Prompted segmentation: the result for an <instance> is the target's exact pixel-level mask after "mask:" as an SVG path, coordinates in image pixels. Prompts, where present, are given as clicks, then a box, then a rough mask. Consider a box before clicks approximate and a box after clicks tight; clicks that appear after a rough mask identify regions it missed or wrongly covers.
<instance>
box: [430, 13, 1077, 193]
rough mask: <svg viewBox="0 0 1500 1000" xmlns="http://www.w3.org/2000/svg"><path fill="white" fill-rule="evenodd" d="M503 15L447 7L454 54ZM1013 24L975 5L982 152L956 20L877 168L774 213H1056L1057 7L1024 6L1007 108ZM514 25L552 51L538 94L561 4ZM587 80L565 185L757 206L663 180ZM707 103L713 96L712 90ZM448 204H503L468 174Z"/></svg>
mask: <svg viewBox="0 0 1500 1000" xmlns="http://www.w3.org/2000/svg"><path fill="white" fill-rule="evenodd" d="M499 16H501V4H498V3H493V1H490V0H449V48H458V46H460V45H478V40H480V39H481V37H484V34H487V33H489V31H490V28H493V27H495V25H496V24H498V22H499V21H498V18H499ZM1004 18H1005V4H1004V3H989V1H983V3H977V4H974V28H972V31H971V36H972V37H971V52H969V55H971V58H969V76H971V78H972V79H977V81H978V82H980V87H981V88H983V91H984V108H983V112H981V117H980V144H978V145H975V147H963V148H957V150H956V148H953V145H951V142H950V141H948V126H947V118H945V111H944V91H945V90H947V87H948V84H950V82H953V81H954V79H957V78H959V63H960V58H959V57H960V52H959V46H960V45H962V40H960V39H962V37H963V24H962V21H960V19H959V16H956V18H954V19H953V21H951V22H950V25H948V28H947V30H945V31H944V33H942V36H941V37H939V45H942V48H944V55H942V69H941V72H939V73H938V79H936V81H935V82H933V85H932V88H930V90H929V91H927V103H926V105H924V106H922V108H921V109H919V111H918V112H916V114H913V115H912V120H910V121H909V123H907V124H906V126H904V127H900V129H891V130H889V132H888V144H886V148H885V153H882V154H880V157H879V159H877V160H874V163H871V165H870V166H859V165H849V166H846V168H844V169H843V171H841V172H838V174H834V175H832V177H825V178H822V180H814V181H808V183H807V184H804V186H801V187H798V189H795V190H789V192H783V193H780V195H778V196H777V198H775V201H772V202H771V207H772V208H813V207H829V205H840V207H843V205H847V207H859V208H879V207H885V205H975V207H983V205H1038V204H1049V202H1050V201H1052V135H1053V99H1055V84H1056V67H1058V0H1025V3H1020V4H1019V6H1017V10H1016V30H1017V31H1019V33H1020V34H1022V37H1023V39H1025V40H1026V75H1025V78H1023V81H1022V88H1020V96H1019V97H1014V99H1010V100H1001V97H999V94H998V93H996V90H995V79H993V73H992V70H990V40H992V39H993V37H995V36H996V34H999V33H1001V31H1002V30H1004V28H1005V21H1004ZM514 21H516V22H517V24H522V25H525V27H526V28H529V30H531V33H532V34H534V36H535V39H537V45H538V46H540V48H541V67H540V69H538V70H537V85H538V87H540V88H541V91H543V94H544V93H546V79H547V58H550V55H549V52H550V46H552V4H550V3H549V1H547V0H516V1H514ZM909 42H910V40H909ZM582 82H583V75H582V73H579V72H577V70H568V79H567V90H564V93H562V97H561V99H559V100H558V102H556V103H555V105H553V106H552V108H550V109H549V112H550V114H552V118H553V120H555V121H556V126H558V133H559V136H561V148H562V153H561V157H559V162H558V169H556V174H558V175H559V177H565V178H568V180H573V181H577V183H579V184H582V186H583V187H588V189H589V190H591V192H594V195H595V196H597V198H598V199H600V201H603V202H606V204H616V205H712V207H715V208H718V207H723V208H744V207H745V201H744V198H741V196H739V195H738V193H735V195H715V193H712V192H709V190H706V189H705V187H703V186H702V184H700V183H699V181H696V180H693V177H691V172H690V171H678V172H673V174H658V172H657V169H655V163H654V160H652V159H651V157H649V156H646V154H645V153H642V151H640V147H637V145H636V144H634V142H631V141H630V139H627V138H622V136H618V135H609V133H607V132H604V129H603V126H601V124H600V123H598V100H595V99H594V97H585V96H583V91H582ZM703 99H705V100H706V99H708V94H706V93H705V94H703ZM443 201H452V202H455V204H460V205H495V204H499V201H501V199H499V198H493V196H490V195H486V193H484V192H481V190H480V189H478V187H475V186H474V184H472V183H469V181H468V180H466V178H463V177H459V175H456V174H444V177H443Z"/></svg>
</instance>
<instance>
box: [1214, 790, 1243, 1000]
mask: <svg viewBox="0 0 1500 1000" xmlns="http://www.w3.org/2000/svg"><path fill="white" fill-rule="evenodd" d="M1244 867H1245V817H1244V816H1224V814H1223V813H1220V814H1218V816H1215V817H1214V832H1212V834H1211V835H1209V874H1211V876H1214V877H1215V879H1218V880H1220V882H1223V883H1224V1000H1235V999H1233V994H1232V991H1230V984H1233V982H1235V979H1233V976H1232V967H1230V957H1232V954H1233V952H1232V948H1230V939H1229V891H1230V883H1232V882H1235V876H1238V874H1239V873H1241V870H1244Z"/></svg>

-=-=-

Give back every line above, unchanged.

--- TASK OUTPUT ---
Prompted segmentation: the result for an <instance> is the target's exact pixel-level mask after "mask:" as an SVG path, coordinates in image pixels. Prompts, where present, are given as clicks, then a box, then a rough mask. Consider a box before clicks approximate and a box after clicks tight; clicks that appear after a rough mask identify regions it missed or wrongly covers.
<instance>
box: [430, 13, 1077, 193]
rough mask: <svg viewBox="0 0 1500 1000" xmlns="http://www.w3.org/2000/svg"><path fill="white" fill-rule="evenodd" d="M503 15L447 7L454 54ZM1013 24L975 5L982 152L956 20L877 168L774 213H1056L1057 7L1024 6L1007 108ZM514 25L552 51L538 94L561 4ZM587 80L565 185L757 206L663 180ZM707 103L713 96L712 90ZM448 204H503L468 174Z"/></svg>
mask: <svg viewBox="0 0 1500 1000" xmlns="http://www.w3.org/2000/svg"><path fill="white" fill-rule="evenodd" d="M499 16H501V4H498V3H493V1H490V0H449V48H458V46H460V45H478V40H480V39H481V37H484V34H487V33H489V31H490V28H493V27H495V25H496V24H498V22H499V21H498V18H499ZM1004 18H1005V4H1004V3H989V1H983V3H977V4H974V28H972V31H971V36H972V37H971V52H969V55H971V58H969V76H971V78H972V79H977V81H978V82H980V87H981V88H983V91H984V108H983V112H981V117H980V144H978V145H975V147H963V148H957V150H956V148H953V145H951V142H950V141H948V126H947V118H945V111H944V91H945V90H947V87H948V84H950V82H953V81H954V79H957V78H959V63H960V58H959V57H960V52H959V46H960V45H962V40H960V39H962V37H963V24H962V21H960V19H959V16H956V18H954V19H953V21H951V22H950V25H948V28H947V30H945V31H944V33H942V36H941V37H939V45H942V48H944V55H942V69H941V72H939V73H938V79H936V81H935V82H933V85H932V88H930V90H929V91H927V103H926V105H924V106H922V108H921V109H919V111H918V112H916V114H913V115H912V120H910V121H909V123H907V124H906V126H904V127H900V129H891V130H889V132H888V144H886V148H885V153H882V154H880V157H879V159H877V160H874V163H871V165H870V166H859V165H849V166H846V168H844V169H843V171H841V172H838V174H834V175H832V177H825V178H822V180H814V181H808V183H807V184H804V186H801V187H798V189H795V190H789V192H783V193H780V195H778V196H777V198H775V201H772V202H771V207H772V208H813V207H829V205H840V207H843V205H847V207H859V208H879V207H885V205H975V207H983V205H1038V204H1049V202H1050V201H1052V135H1053V99H1055V84H1056V67H1058V0H1025V3H1020V4H1019V6H1017V10H1016V30H1017V31H1019V33H1020V34H1022V37H1023V39H1025V40H1026V75H1025V78H1023V81H1022V88H1020V96H1019V97H1014V99H1010V100H1001V97H999V94H998V93H996V90H995V79H993V73H992V70H990V40H992V39H993V37H995V36H996V34H999V33H1001V31H1002V30H1004V28H1005V21H1004ZM514 21H516V22H517V24H522V25H525V27H526V28H529V30H531V33H532V34H534V36H535V39H537V45H538V46H540V48H541V67H540V69H538V70H537V85H538V87H540V88H541V91H543V94H544V93H546V79H547V58H550V55H549V52H550V46H552V4H550V3H549V1H547V0H516V1H514ZM909 42H910V40H909ZM582 82H583V75H582V73H579V72H577V70H568V79H567V90H564V93H562V97H561V99H559V100H558V102H556V103H555V105H553V106H552V108H550V109H549V112H550V114H552V118H553V120H555V121H556V126H558V133H559V136H561V148H562V153H561V157H559V162H558V169H556V174H558V175H559V177H565V178H568V180H573V181H577V183H579V184H582V186H583V187H588V189H589V190H591V192H594V195H595V196H597V198H598V199H600V201H603V202H606V204H616V205H712V207H715V208H718V207H723V208H744V207H745V201H744V198H741V196H739V195H738V193H735V195H715V193H712V192H709V190H706V189H705V187H703V186H702V184H700V183H699V181H696V180H693V177H691V172H690V171H678V172H673V174H658V172H657V169H655V163H654V160H652V159H651V157H649V156H646V154H645V153H642V151H640V147H637V145H636V144H634V142H631V141H630V139H627V138H622V136H618V135H609V133H607V132H604V129H603V126H601V124H600V123H598V100H595V99H594V97H585V96H583V91H582ZM703 99H705V100H706V99H708V94H706V93H705V94H703ZM443 201H452V202H455V204H460V205H495V204H499V201H501V199H499V198H493V196H490V195H486V193H484V192H481V190H480V189H478V187H475V186H474V184H472V183H469V181H468V180H466V178H463V177H459V175H456V174H444V177H443Z"/></svg>
</instance>
<instance>
box: [1214, 790, 1243, 1000]
mask: <svg viewBox="0 0 1500 1000" xmlns="http://www.w3.org/2000/svg"><path fill="white" fill-rule="evenodd" d="M1244 867H1245V817H1244V816H1224V814H1223V813H1220V814H1218V816H1215V817H1214V832H1212V834H1211V835H1209V874H1211V876H1214V877H1215V879H1218V880H1220V882H1223V883H1224V1000H1235V999H1233V994H1232V991H1230V984H1233V982H1235V979H1233V976H1232V967H1230V957H1232V954H1233V952H1232V948H1230V939H1229V891H1230V883H1232V882H1235V876H1238V874H1239V873H1241V870H1244Z"/></svg>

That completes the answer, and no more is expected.